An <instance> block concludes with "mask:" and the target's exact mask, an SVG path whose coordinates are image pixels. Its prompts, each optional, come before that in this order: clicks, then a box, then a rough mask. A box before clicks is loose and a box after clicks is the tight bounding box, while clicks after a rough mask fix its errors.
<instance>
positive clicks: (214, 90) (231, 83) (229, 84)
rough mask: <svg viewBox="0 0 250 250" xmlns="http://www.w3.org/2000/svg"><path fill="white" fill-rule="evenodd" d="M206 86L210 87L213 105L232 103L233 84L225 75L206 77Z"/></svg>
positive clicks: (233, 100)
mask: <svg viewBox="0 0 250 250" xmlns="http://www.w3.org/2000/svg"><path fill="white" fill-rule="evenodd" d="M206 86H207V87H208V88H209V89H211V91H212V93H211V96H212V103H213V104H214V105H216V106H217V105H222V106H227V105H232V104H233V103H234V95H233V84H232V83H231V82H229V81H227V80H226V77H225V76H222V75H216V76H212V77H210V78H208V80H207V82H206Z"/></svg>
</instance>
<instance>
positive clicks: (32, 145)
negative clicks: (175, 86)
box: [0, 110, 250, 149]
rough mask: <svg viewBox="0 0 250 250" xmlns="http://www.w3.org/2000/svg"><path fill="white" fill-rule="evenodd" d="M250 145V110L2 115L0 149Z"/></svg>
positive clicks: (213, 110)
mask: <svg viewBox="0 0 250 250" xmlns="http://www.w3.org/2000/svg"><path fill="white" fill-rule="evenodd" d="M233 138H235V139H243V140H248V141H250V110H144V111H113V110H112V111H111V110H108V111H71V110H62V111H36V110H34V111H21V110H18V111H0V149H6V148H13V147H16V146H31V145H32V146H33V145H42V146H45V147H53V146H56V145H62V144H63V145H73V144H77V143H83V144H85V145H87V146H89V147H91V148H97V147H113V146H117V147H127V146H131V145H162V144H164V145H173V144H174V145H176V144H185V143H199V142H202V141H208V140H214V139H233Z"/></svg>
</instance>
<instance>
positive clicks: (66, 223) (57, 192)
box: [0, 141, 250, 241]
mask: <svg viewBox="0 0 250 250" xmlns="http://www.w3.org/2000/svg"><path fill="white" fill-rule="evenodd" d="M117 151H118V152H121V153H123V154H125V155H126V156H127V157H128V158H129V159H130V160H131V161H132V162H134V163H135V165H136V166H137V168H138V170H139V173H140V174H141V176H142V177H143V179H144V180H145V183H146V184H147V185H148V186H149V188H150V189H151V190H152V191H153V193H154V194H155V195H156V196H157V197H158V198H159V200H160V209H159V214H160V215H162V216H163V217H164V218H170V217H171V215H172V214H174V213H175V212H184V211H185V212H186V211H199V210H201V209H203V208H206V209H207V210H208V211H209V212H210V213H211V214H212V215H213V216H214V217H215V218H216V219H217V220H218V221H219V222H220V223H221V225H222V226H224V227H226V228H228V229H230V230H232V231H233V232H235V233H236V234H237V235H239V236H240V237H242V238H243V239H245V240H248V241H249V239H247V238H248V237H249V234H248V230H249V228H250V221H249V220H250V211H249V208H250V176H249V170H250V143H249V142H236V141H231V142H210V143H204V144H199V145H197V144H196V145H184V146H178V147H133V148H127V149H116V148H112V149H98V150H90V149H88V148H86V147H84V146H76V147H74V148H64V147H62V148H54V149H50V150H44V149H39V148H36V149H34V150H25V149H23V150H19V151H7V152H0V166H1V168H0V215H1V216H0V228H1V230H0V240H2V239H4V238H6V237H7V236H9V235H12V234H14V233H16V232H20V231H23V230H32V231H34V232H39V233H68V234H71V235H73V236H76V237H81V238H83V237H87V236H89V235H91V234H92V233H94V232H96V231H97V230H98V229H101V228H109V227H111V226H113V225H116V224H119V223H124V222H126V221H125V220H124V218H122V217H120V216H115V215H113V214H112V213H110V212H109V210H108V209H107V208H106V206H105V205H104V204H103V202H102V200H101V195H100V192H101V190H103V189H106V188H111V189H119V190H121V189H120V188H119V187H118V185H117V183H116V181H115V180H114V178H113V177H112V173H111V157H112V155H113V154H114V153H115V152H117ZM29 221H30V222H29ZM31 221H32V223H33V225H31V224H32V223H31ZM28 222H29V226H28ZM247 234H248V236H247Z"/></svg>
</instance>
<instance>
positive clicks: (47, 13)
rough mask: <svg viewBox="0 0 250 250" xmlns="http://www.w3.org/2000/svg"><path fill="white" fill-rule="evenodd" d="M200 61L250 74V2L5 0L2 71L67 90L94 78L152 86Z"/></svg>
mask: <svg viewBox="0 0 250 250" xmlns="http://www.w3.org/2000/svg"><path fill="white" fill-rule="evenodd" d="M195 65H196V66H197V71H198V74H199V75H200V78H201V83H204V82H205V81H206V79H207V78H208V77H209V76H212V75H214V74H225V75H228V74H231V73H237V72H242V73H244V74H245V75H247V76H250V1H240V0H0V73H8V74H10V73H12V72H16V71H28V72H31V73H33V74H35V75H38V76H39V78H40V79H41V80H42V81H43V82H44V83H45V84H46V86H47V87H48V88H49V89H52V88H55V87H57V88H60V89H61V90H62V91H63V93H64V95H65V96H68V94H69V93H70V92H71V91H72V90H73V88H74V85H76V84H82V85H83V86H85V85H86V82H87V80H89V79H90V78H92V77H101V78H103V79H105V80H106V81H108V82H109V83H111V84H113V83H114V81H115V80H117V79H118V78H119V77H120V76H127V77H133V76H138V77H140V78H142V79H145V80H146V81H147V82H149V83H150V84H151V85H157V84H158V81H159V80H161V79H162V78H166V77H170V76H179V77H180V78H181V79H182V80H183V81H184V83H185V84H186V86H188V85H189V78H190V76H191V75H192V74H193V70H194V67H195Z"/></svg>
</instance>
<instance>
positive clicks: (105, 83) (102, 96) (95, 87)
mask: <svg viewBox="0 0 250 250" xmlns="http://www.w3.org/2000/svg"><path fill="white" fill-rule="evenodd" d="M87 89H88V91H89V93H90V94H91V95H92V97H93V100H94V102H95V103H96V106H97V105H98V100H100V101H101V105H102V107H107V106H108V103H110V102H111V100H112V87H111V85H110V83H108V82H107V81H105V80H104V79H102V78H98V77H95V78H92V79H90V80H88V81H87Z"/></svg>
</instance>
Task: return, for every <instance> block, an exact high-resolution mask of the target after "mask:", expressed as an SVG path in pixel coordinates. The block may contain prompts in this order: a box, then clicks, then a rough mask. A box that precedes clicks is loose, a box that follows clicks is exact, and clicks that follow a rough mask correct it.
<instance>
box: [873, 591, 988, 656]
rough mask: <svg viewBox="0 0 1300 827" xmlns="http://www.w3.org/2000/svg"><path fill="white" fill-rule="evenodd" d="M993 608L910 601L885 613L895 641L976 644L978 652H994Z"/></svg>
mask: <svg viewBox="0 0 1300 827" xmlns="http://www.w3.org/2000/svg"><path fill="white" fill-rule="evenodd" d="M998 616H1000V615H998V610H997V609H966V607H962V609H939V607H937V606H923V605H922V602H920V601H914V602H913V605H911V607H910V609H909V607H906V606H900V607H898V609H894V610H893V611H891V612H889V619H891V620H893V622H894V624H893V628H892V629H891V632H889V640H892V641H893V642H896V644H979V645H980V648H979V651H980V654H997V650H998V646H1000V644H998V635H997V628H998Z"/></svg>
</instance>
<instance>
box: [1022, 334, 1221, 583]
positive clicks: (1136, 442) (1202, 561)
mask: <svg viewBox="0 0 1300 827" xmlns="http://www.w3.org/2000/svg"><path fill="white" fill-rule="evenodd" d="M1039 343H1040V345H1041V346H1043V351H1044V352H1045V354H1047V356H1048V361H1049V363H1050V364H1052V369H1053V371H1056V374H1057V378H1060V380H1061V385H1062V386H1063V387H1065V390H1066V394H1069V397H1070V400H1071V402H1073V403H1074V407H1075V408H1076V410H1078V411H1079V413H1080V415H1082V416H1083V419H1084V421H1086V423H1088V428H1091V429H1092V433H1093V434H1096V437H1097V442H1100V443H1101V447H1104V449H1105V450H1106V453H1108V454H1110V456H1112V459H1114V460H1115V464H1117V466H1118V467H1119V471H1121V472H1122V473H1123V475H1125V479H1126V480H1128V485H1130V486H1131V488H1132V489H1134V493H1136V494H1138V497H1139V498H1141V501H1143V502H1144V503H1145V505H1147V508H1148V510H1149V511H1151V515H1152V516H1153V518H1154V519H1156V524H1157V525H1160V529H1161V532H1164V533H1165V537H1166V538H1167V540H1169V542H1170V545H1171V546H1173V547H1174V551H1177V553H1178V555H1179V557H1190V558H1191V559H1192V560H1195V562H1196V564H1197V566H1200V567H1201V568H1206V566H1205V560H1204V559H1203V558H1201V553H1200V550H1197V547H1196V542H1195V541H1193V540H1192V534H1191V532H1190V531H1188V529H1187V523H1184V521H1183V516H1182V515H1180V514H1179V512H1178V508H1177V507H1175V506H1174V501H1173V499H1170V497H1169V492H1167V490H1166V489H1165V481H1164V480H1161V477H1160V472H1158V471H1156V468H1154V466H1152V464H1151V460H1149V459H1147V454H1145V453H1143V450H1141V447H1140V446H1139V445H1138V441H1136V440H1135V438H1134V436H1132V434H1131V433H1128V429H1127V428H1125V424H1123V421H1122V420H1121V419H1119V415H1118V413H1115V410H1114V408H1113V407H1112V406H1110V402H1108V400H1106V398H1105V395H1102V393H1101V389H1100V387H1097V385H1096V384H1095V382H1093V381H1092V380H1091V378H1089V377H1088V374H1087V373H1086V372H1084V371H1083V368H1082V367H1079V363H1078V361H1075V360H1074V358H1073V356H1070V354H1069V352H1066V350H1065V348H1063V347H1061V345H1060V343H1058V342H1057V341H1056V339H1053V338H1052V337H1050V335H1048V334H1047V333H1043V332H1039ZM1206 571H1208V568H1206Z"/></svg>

(WHAT TO PRODUCE) Please swap "rough mask" for "coarse mask" in the stretch from the start of the entries through the line containing "positive clicks: (233, 100)", and give only those lines with everything else unchanged.

(WRITTEN SOLUTION)
An <instance> block concludes with "mask:" and the target's exact mask, an SVG path whose coordinates are image pixels. Its prompts, each optional, come before that in this order: clicks, then a box, then a coarse mask. A box before clicks is loose and a box after clicks is the tight bounding box, while clicks after a coarse mask fix its errors.
<instance>
positive clicks: (214, 90) (231, 83) (229, 84)
coarse mask: <svg viewBox="0 0 250 250" xmlns="http://www.w3.org/2000/svg"><path fill="white" fill-rule="evenodd" d="M206 86L210 87L213 105L232 103L233 84L225 75L206 77Z"/></svg>
positive clicks: (233, 100)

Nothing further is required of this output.